§ **EXERCISES**:
1. According to the publication record, what is the publication date of the abstract?
2. Retype the portion of the publication record that opens with the words containing "Location: Virus and" and closes with "Laboratory Diagnosticians. p.6.".

Skip to main content
ARS Home » Midwest Area » Ames, Iowa » National Animal Disease Center » Virus and Prion Research » Research » Publications at this Location » Publication #395228

Research Project: Intervention Strategies to Control Endemic and New and Emerging Influenza A Virus Infections in Swine

Location: Virus and Prion Research

Title: Machine learning for sequence classification and predicting antigenic phenotype

Author
item Anderson, Tavis
item Baker, Amy

Submitted to: Meeting Abstract
Publication Type: Abstract Only
Publication Acceptance Date: 6/18/2022
Publication Date: 10/6/2022
Citation: Anderson, T.K., Baker, A.L. 2022. Machine learning for sequence classification and predicting antigenic phenotype (abstract). The 65th Annual Meeting of the American Association of Veterinary Laboratory Diagnosticians. p.6.

§ **AVAILABLE DATA**:
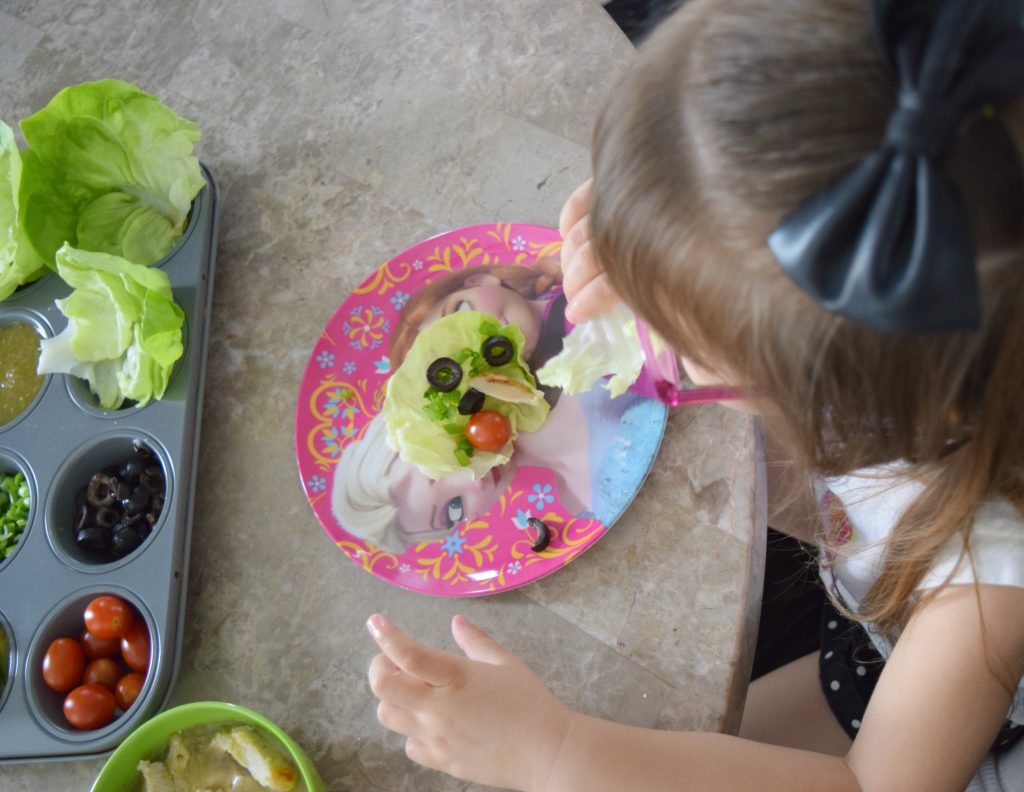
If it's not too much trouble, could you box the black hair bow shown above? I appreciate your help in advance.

§ **EXERCISE RESPONSES**:
1. 10/6/2022

2.
Location: Virus and Prion Research

Title: Machine learning for sequence classification and predicting antigenic phenotype

Author
item Anderson, Tavis
item Baker, Amy

Submitted to: Meeting Abstract
Publication Type: Abstract Only
Publication Acceptance Date: 6/18/2022
Publication Date: 10/6/2022
Citation: Anderson, T.K., Baker, A.L. 2022. Machine learning for sequence classification and predicting antigenic phenotype (abstract). The 65th Annual Meeting of the American Association of Veterinary Laboratory Diagnosticians. p.6.